#### RECORDS TO USE ####

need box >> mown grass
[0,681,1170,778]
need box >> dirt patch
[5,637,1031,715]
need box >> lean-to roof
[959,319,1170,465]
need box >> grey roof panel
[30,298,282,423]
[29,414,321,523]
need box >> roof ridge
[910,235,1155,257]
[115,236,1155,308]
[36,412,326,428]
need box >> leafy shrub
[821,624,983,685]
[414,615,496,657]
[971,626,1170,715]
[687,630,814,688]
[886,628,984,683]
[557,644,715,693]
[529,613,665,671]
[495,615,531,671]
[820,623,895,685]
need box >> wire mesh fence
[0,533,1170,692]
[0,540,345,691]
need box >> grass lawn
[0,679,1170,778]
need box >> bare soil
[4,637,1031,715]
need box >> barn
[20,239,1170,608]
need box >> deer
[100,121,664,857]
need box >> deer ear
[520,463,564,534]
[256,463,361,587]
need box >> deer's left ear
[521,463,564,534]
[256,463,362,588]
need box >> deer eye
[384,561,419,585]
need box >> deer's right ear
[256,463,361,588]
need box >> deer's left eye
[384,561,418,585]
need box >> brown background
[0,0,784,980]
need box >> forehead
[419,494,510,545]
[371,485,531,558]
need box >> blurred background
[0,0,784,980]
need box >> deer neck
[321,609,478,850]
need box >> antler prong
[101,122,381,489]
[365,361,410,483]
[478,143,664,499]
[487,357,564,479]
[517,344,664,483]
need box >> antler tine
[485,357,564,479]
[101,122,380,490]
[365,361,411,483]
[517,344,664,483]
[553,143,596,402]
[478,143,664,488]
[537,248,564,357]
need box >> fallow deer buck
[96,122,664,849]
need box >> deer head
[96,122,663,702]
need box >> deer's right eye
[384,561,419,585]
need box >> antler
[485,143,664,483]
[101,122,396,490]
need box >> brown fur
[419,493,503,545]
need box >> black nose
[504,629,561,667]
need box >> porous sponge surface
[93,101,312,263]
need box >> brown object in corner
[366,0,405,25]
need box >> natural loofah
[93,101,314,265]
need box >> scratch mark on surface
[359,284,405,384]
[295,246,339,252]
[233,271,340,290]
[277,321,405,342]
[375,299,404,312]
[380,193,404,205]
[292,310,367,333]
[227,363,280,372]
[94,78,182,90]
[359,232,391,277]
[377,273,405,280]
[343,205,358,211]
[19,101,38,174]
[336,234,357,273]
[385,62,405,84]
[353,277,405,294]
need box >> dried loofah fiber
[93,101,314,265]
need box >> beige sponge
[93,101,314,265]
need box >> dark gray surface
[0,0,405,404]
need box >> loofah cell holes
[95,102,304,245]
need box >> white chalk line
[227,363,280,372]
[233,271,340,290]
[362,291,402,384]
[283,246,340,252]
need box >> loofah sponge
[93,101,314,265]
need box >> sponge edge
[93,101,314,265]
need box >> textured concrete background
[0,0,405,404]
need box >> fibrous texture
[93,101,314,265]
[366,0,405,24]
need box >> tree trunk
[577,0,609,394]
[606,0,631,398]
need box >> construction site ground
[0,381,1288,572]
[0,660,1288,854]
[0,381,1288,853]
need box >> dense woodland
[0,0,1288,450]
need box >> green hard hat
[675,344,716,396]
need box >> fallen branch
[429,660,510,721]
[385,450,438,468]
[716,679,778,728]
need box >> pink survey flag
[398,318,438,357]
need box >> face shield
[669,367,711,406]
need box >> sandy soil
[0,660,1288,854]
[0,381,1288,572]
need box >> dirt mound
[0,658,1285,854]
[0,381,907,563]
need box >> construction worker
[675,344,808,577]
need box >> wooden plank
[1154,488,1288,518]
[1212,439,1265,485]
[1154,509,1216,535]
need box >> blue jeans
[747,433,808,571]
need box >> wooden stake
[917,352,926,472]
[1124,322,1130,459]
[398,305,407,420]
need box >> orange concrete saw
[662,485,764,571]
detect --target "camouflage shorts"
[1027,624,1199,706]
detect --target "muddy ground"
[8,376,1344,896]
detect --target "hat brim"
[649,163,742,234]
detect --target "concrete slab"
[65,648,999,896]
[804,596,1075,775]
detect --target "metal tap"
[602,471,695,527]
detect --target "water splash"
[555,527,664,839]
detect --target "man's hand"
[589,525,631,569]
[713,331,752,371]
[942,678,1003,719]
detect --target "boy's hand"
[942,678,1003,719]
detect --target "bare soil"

####

*WHAT TO WORK ON:*
Show each line of the listing above that contains the word "hand", copying every such line in full.

*WRITTEN ANSWER:*
detect --target "man's hand"
detect --target "boy's hand"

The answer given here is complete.